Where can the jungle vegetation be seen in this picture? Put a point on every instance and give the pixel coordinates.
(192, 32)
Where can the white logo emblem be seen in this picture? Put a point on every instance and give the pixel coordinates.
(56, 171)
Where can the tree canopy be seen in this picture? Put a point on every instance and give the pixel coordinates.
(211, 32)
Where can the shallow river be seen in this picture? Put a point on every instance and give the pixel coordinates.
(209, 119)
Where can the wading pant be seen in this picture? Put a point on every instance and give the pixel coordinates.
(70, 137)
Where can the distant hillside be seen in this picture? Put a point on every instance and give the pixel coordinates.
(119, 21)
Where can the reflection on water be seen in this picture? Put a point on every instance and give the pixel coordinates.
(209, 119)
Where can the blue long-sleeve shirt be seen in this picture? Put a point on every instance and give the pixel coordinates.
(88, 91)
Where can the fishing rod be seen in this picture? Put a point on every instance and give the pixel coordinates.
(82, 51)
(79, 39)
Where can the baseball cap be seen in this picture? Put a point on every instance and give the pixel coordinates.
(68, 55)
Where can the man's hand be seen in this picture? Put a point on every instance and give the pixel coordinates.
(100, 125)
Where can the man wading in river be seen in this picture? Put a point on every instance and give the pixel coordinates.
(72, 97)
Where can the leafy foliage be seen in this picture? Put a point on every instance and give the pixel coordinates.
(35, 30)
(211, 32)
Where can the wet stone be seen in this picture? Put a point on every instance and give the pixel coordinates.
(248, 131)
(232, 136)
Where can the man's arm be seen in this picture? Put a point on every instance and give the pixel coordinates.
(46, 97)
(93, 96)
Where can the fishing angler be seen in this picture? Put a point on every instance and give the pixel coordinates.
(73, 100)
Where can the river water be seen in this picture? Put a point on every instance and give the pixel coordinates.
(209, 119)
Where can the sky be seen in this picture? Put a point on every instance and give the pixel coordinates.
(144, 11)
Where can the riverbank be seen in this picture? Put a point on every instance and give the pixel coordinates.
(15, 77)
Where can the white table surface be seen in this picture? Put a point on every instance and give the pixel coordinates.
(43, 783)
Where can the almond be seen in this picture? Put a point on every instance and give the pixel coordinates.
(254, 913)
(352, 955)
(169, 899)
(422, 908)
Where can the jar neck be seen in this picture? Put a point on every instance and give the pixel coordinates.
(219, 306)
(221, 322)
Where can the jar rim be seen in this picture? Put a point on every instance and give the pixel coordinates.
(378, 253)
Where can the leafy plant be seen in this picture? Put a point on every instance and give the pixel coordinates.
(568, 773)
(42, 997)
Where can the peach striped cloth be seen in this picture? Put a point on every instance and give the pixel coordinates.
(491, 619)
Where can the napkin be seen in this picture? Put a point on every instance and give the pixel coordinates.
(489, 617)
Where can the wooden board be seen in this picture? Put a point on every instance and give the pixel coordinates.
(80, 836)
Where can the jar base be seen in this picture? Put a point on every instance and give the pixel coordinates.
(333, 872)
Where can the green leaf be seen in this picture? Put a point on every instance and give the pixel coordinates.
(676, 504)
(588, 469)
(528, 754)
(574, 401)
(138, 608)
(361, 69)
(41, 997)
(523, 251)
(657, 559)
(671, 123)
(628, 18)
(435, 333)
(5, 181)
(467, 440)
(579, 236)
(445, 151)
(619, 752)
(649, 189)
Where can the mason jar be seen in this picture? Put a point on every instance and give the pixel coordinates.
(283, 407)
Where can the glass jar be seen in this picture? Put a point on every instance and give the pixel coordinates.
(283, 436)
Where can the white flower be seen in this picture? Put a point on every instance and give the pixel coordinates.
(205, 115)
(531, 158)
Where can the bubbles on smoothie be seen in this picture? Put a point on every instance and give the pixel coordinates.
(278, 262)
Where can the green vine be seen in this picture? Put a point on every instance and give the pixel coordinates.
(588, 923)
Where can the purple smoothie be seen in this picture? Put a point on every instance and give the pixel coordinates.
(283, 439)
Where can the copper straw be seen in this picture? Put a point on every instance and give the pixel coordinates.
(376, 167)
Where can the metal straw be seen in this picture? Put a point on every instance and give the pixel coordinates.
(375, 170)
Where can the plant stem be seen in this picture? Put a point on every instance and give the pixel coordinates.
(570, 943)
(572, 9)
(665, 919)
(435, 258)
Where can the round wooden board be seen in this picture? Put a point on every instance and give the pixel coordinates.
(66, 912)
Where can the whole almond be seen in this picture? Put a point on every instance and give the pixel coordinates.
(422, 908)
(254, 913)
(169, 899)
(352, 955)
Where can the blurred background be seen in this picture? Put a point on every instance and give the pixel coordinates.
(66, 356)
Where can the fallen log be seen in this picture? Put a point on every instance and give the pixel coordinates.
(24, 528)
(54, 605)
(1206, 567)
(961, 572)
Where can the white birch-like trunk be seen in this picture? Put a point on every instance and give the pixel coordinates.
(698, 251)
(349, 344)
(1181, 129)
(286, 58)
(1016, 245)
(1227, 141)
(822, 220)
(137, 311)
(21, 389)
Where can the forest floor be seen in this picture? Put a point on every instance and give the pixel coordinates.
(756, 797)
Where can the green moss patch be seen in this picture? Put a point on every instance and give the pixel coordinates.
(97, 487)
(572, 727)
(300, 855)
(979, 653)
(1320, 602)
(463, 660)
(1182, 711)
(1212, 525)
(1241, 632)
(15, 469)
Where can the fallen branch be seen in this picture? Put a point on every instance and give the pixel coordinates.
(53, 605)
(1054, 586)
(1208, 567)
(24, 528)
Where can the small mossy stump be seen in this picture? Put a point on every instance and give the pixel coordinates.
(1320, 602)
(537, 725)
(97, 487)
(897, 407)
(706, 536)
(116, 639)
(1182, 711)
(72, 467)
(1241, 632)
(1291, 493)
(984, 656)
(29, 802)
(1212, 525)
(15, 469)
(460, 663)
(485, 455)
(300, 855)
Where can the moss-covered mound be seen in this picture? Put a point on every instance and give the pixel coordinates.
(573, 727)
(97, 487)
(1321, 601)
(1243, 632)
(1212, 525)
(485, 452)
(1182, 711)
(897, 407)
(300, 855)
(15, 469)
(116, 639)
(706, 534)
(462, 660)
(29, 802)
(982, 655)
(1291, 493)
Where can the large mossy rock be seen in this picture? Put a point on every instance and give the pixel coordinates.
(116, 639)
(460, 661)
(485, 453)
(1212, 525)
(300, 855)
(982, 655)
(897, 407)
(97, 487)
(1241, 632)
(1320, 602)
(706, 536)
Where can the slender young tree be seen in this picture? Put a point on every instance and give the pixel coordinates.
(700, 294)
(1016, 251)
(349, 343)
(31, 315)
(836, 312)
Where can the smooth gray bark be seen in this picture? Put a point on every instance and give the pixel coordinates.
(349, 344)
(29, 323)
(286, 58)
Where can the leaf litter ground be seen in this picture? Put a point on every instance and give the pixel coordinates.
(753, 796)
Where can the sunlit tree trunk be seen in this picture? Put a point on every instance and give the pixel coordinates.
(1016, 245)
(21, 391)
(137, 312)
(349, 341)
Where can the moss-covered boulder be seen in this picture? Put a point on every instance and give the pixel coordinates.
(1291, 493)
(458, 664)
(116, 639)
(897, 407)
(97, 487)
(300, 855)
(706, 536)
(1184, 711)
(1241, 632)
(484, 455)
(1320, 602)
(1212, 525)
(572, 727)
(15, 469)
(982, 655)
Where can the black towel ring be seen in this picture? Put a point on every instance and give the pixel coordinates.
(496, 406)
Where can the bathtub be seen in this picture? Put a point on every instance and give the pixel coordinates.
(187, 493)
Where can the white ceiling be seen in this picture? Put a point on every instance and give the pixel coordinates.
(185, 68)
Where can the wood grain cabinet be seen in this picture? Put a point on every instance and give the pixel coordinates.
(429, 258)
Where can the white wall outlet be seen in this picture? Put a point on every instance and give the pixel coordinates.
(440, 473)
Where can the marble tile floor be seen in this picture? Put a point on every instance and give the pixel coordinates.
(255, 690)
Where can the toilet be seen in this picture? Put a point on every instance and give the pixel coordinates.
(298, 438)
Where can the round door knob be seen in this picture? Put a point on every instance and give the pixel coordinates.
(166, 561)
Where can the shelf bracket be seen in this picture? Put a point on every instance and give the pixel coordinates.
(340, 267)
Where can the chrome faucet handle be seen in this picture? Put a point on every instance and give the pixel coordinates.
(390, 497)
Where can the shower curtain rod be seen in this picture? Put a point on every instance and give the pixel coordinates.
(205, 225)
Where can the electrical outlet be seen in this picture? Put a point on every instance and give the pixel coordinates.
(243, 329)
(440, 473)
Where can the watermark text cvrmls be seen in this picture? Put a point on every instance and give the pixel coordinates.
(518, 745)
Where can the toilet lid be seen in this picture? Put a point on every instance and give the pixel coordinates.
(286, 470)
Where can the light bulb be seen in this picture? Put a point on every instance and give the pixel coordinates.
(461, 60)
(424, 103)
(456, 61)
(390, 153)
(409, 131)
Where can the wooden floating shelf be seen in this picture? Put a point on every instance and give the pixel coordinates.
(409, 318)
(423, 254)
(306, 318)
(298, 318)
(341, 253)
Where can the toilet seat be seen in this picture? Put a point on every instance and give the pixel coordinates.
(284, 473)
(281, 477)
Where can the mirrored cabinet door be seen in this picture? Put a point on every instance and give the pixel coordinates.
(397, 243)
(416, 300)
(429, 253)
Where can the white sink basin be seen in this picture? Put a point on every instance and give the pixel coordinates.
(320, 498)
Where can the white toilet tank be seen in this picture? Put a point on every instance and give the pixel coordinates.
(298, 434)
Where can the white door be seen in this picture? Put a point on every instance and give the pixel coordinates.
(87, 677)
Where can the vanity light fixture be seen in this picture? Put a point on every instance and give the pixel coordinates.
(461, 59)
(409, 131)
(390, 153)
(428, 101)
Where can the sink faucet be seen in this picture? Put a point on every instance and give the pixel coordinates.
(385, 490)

**EXERCISE BRIEF**:
Please transcribe the lines from the one containing "Where can the shower" through the last line of the records. Include both ends and nothing else.

**SOLUTION TO THIS TASK**:
Where can the shower curtain rod be seen in this picture? Put a point on every instance and give the pixel coordinates.
(205, 225)
Where can the electrical outlet be seen in this picture? Put a point on every instance and give the pixel coordinates.
(243, 329)
(440, 473)
Where can the watermark text cvrmls be seen in this picture? Put a point on every instance and give the pixel coordinates.
(518, 745)
Where can the toilet lid be seen in this picture? Put a point on every instance and give the pixel coordinates.
(286, 470)
Where can the light bulb be seen in this picture? Put a point on every instance and give the pixel coordinates.
(461, 60)
(424, 103)
(456, 61)
(390, 153)
(409, 131)
Where can the wooden floating shelf be seen in this picture? Put a point on every instance and give the pixel coordinates.
(409, 318)
(423, 254)
(306, 318)
(298, 318)
(341, 253)
Where can the toilet seat be seen in this picture? Put a point on every instance and give the pixel coordinates.
(284, 473)
(281, 477)
Where can the mirrored cabinet door be seen in this picture? Put a point on every instance and give the pixel coordinates.
(397, 243)
(416, 300)
(429, 253)
Where can the white sink basin be seen in this picture? Put a point on every instance and give the pixel coordinates.
(320, 498)
Where can the white toilet tank be seen in this picture? Put a point on every instance and give the pixel coordinates.
(298, 434)
Where can the white door be seen in this picture? Put a point on every instance and give the pixel coordinates.
(87, 677)
Where can the vanity light fixture be seen in this picture? Put a point on every instance and give the pixel coordinates.
(461, 59)
(409, 131)
(390, 153)
(428, 101)
Where can the sink faucet be seen in this picture? Put a point on every instance and give the pixel coordinates.
(385, 490)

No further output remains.